SC: Hindu husband can file for divorce if wife asks him to separate from parents
"It is not a common practice or desirable culture for a Hindu son in India to get separated from the parents upon getting married at the instance of the wife (daughter-in-law)," the court observed
Just months after the Supreme Court observed that daughters-in-law should be treated as family and not housemaids, the honourable court has made yet another observation about the duty of a daughter-in-law in India.
Only this time, it's not entirely in their favour and may even outrage some factions of women!
The bench of Justices Anil R. Dave and L. Nageshwara Rao observed that if a Hindu daughter-in-law tries to stop her husband from fulfiling his "moral and legal obligation to take care and maintain the parents," it can be a ground for divorce.
"It is not a common practice or desirable culture for a Hindu son in India to get separated from the parents upon getting married at the instance of the wife, especially when the son is the only earning member in the family," the court stated in its judgement.
They also added that it was the obligation of the son, who has been raised by his parents, to make sure that his parents are taken care of.

- - - - - - -

Written instruction
Please list every passage that the article on the Supreme Court divorce ruling places inside quotation marks.

Excerpts from a detection dataset
- - - - - - -

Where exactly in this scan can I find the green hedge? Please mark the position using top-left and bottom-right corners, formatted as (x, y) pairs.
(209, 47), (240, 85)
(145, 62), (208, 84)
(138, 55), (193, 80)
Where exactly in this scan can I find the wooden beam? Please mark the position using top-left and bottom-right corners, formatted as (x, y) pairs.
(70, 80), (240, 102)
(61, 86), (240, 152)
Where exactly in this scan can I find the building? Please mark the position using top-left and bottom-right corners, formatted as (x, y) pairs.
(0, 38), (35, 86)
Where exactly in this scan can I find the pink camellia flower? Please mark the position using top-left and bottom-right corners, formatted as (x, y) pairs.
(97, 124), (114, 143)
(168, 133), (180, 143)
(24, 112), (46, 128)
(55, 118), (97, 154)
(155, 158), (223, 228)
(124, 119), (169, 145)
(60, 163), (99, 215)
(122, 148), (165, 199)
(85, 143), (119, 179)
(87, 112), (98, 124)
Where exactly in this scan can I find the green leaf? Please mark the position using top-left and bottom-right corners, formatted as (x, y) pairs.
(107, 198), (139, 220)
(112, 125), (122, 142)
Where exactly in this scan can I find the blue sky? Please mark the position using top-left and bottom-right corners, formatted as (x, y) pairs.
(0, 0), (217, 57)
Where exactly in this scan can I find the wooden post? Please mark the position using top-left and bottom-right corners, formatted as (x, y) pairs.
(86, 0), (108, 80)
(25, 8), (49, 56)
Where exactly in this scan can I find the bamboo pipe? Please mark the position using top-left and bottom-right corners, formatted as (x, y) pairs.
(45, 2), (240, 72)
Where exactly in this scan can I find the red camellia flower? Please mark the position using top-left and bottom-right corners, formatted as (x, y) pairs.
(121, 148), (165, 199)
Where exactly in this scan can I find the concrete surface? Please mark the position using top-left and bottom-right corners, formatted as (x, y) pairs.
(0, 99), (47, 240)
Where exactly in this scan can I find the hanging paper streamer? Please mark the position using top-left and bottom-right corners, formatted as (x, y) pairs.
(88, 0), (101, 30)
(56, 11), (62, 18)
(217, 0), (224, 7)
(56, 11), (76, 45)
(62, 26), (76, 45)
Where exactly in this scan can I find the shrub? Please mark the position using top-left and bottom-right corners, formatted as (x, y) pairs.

- - - - - - -

Answer for this exercise
- It is not a common practice or desirable culture for a Hindu son in India to get separated from the parents upon getting married at the instance of the wife (daughter-in-law),
- moral and legal obligation to take care and maintain the parents,
- It is not a common practice or desirable culture for a Hindu son in India to get separated from the parents upon getting married at the instance of the wife, especially when the son is the only earning member in the family,